**GIVEN EXERCISE**
Starting with the line that contains "oven door in" and going on through the end of the records below, rewrite those lines as a numbered list with blank lines dropped. Leave the pictures out.

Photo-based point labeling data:
########
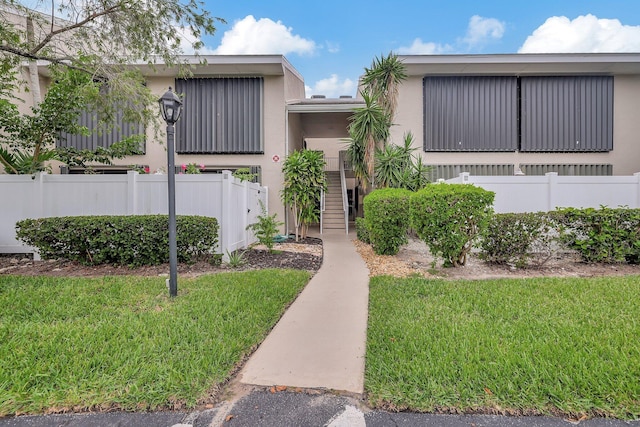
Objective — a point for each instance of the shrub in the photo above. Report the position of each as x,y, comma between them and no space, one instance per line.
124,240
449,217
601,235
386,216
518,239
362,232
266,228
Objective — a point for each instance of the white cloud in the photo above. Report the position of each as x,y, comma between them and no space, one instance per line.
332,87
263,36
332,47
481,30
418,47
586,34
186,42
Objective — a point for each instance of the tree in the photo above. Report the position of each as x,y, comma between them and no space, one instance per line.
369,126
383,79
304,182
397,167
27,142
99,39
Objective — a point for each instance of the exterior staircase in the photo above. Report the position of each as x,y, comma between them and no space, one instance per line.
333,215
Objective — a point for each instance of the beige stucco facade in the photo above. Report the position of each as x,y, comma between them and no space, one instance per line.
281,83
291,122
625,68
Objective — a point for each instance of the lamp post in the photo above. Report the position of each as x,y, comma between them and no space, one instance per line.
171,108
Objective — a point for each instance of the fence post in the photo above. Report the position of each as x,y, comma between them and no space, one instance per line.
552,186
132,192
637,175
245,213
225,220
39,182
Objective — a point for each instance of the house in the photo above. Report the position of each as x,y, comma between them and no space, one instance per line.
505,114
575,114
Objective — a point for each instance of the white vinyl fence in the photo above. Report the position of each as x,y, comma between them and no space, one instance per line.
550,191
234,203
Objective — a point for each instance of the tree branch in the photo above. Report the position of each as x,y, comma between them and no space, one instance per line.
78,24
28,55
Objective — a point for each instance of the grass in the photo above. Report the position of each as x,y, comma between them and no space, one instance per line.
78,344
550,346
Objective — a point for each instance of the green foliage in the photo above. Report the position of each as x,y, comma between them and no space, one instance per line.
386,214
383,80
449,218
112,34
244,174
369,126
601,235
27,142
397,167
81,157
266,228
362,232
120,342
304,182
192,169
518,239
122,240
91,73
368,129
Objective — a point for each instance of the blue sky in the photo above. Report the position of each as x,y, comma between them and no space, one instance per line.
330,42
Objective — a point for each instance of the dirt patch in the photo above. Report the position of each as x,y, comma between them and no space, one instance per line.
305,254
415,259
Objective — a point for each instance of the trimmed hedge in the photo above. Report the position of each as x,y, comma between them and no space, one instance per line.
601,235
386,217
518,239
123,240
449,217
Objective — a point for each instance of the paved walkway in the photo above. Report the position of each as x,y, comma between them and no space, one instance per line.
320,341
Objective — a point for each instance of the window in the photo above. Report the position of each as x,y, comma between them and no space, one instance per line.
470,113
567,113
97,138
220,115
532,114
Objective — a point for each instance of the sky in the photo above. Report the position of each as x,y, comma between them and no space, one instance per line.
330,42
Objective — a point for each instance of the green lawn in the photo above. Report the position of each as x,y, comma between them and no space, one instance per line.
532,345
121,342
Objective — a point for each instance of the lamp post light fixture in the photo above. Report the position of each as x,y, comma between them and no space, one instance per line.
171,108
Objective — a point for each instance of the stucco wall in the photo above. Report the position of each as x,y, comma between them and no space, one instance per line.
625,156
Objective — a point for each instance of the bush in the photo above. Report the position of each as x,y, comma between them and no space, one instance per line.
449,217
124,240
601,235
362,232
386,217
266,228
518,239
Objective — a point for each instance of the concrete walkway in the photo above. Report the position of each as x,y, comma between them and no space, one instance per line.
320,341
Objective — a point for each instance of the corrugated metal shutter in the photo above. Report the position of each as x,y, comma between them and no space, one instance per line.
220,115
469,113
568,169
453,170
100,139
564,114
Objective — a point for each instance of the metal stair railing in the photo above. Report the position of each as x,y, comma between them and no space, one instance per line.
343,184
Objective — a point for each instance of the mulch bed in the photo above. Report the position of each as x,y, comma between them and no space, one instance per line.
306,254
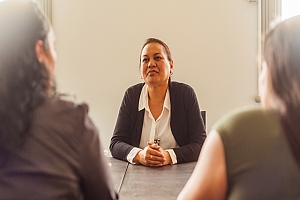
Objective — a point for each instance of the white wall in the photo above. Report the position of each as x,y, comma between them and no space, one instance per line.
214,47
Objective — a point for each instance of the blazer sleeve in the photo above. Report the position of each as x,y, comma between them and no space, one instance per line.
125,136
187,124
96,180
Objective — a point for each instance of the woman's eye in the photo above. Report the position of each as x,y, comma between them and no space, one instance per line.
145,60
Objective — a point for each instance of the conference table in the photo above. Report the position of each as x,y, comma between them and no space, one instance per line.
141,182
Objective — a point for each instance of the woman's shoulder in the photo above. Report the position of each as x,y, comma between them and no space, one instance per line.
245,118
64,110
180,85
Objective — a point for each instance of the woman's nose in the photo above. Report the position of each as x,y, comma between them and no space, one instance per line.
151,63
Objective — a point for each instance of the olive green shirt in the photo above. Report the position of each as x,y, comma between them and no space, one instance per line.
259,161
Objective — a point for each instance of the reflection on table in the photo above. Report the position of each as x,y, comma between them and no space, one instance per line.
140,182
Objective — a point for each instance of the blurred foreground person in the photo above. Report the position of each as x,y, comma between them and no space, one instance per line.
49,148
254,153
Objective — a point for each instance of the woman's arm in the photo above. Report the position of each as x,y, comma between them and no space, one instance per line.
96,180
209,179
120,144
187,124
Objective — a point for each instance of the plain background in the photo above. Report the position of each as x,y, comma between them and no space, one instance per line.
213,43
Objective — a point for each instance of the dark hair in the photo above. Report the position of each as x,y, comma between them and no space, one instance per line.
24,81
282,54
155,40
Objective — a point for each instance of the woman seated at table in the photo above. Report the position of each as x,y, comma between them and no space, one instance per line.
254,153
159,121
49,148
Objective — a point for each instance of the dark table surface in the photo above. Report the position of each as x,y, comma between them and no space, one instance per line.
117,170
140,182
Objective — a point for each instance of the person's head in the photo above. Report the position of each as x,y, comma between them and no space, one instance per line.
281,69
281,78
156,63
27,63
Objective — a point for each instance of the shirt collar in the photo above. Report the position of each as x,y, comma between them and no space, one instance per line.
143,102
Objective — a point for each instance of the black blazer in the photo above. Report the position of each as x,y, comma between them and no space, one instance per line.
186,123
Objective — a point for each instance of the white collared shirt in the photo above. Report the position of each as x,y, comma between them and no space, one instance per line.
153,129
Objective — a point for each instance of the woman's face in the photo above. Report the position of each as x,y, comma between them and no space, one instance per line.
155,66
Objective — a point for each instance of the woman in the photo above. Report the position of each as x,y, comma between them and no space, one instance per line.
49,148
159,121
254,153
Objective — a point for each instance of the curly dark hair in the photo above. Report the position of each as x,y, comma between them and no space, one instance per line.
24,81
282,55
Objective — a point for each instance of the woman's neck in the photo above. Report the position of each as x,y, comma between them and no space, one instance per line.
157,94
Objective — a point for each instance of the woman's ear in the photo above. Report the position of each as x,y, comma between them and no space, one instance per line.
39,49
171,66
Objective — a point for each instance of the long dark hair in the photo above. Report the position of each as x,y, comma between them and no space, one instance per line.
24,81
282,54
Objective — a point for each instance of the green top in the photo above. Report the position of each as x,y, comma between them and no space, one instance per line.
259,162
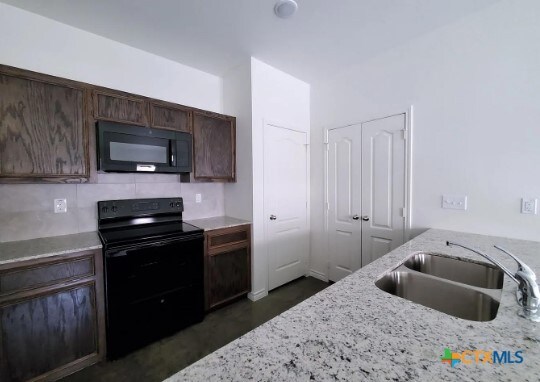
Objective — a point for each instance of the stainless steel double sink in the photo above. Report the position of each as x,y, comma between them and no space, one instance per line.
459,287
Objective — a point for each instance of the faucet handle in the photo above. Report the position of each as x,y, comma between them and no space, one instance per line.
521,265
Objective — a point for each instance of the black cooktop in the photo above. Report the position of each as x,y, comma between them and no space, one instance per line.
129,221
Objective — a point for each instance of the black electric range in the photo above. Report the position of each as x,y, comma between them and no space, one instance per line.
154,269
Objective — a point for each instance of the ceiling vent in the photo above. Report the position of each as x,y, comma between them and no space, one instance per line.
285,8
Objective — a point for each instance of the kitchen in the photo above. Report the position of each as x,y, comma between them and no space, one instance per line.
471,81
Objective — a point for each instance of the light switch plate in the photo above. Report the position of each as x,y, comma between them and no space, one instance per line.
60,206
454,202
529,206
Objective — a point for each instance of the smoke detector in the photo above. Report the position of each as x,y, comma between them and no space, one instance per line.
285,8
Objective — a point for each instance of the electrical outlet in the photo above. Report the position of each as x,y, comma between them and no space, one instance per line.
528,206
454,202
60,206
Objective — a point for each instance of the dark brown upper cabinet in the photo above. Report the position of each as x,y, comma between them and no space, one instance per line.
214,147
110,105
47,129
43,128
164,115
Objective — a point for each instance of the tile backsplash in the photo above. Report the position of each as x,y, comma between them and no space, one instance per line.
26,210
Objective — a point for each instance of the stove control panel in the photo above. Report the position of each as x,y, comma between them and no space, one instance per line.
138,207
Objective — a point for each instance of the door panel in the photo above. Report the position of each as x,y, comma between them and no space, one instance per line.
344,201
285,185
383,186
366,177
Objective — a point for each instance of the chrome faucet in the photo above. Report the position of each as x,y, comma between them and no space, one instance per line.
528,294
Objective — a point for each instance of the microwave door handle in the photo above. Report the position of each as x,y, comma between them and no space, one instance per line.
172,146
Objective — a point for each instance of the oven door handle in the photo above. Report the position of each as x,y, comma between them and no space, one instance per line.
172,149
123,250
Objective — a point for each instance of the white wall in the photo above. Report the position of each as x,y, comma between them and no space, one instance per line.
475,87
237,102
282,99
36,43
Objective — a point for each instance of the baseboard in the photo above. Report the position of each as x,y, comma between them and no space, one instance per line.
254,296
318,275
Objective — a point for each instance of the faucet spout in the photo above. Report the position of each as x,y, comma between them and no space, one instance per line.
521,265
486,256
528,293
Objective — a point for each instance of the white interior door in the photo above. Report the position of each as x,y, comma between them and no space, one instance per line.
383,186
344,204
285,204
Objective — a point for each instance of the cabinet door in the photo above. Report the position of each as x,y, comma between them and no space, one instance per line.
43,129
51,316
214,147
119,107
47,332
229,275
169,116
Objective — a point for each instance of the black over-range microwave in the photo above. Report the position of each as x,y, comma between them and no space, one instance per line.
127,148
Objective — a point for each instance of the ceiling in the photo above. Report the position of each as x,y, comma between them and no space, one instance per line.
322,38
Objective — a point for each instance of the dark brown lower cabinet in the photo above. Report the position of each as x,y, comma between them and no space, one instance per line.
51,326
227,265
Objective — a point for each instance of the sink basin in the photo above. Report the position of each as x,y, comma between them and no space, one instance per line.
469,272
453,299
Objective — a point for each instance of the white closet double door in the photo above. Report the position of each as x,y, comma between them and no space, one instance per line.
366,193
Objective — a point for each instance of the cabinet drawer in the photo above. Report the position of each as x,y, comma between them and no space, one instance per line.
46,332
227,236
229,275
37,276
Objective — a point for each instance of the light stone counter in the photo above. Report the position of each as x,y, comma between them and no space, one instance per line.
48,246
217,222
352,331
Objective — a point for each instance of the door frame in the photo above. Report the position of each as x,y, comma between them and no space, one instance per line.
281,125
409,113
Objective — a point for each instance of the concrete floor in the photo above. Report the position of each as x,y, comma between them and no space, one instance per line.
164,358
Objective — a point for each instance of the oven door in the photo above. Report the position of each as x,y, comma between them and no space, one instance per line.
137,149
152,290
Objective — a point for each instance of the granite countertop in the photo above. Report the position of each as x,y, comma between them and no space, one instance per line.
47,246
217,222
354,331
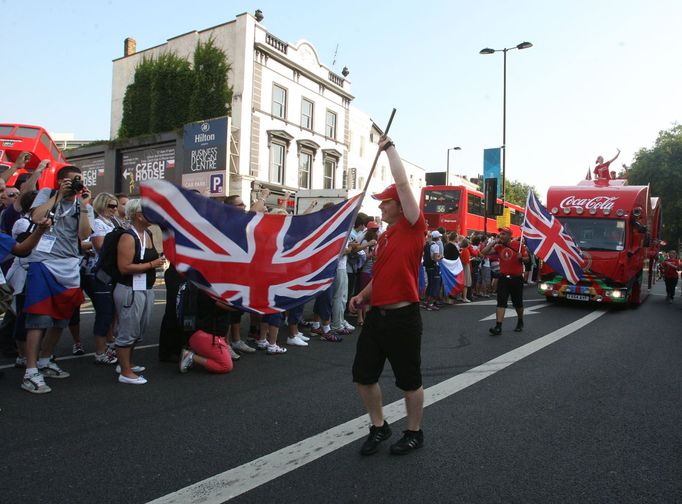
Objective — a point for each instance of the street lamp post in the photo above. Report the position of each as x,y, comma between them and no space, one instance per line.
########
**RESULT FOR THIS EXERCISE**
1. Objective — a point for each instance of the oven door in the photo above. Report the position of each as x,y, comma between them and no space, one instance per line.
2. 137,149
3. 152,290
4. Objective — a point for each instance of the granite countertop in the photo above. Report the position of each as x,y, comma between them and no space, one instance per line.
5. 47,246
6. 217,222
7. 354,331
8. Objective — a point for each instance of the street lamp post in the photo above. Report the position of each as x,y, comma between them and no space, one instance per line.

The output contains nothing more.